## EXCERTO SELECIONADO

######

O
caso da central nuclear de Almaraz é outra face da mesma moeda onde se encontra
também a exploração de petróleo e gás em vários locais do nosso país,
especialmente no Algarve. E essa moeda constitui a defesa do ambiente e, em
última instância, a sobrevivência da espécie humana.
Os
mais velhos lembram-se ainda das tentativas de há umas décadas atrás, no
sentido de se enveredar pelo nuclear como forma de suprir as nossas necessidades
de energia. Felizmente, uma forte mobilização popular desfez essas intenções ao
ponto de não mais se vir a falar em tal. Por este lado, a população portuguesa
poderá estar relativamente descansada porque, entre nós, se está a enveredar
por formas de produção da chamada energia limpa e porque o nuclear parece ter
entrado em declínio como se pode constatar pela intenção de vários países procederem
ao desmantelamento das suas centrais.
Curiosamente,
em Portugal não temos nuclear mas temos esse perigo instalado junto da nossa
fronteira, do lado de Espanha. Sabe-se que a central nuclear de Almaraz já
expirou o seu período de vida inicialmente previsto e o caminho a seguir pelo
governo espanhol deveria ser a sua progressiva desactivação. Só que não são
essas as intenções que sentimos do outro lado da fronteira onde dois reactores “têm
acumulado incidentes nos últimos anos” e, quer se queira quer não, tudo o “que
se passe na central afectará Portugal” como podemos ler no seguinte artigo de
opinião que Lurdes Ferreira assina no Público de hoje.
O
Governo espanhol aprovou recentemente a construção de um aterro nuclear em
Almaraz, que permite prolongar a actividade da central até aos 40 anos de vida,
ou seja, mais 10 do que o previsto pela primeira extensão, sem ter realizado um
estudo de impacte ambiental transfronteiriço. No total, serão mais duas
décadas. Estão em causa dois reactores que têm acumulado incidentes nos últimos
anos. E o que quer que se passe na central afectará Portugal.
Os
ambientalistas, com alguma movimentação popular também, têm protestado contra o
plano e procurado, desde o início, que o Governo português dê atenção ao caso. Este
afirmou-se agora surpreendido.
É
a segunda vez que Espanha tenta enterrar resíduos radioactivos junto à
fronteira portuguesa. A primeira, em 1987, procurava instalar uma lixeira de
resíduos nucleares em Aldeadavila, perto da região de Bragança, como o PÚBLICO
lembrava este sábado. Não passou por pressão de Lisboa, dos
protestos ambientalistas, das populações dos dois lados da fronteira e de
Bruxelas. E a isso devemos o rio Douro que temos hoje, livre do risco de
contaminações e das suas consequências.

######

## EXCERTOS DE DADOS

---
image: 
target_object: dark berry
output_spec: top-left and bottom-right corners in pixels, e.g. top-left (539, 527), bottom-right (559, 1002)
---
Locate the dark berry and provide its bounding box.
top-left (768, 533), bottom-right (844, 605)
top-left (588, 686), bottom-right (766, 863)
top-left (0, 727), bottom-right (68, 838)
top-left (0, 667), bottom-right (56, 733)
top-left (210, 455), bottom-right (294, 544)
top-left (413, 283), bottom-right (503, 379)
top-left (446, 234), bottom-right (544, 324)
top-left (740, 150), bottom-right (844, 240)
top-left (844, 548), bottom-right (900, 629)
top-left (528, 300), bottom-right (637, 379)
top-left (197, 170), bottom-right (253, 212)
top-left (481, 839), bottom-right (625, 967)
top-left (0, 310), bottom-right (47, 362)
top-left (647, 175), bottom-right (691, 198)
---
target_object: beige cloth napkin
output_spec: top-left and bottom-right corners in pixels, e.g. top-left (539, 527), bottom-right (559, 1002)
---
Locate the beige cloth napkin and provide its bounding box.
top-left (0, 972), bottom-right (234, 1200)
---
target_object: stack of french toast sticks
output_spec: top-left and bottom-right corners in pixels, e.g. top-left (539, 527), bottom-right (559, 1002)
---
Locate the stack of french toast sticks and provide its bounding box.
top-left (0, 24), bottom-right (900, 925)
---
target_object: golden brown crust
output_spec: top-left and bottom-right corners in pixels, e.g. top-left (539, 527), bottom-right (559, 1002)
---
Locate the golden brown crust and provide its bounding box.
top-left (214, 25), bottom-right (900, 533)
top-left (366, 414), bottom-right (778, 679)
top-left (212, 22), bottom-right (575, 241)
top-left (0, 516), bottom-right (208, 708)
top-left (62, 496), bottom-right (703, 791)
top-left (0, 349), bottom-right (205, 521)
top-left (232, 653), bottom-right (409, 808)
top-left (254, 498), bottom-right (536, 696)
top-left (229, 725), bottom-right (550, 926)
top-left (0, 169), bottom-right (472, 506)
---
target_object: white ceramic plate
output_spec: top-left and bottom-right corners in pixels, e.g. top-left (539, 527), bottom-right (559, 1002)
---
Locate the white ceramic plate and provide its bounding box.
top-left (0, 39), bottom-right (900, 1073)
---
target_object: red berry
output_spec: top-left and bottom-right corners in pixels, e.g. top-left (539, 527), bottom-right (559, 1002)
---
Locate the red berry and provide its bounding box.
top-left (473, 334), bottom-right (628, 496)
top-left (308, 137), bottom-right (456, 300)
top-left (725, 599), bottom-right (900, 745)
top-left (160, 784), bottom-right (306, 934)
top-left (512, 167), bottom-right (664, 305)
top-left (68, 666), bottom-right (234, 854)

######

Explique, em uma a três frases, por que razão o excerto selecionado diz que a população portuguesa poderá estar relativamente descansada em relação ao nuclear. Os registos provêm de outra fonte.

Porque em Portugal se está a enveredar por formas de produção de energia limpa. Além disso, o nuclear parece ter entrado em declínio, como se vê pela intenção de vários países de desmantelarem as suas centrais.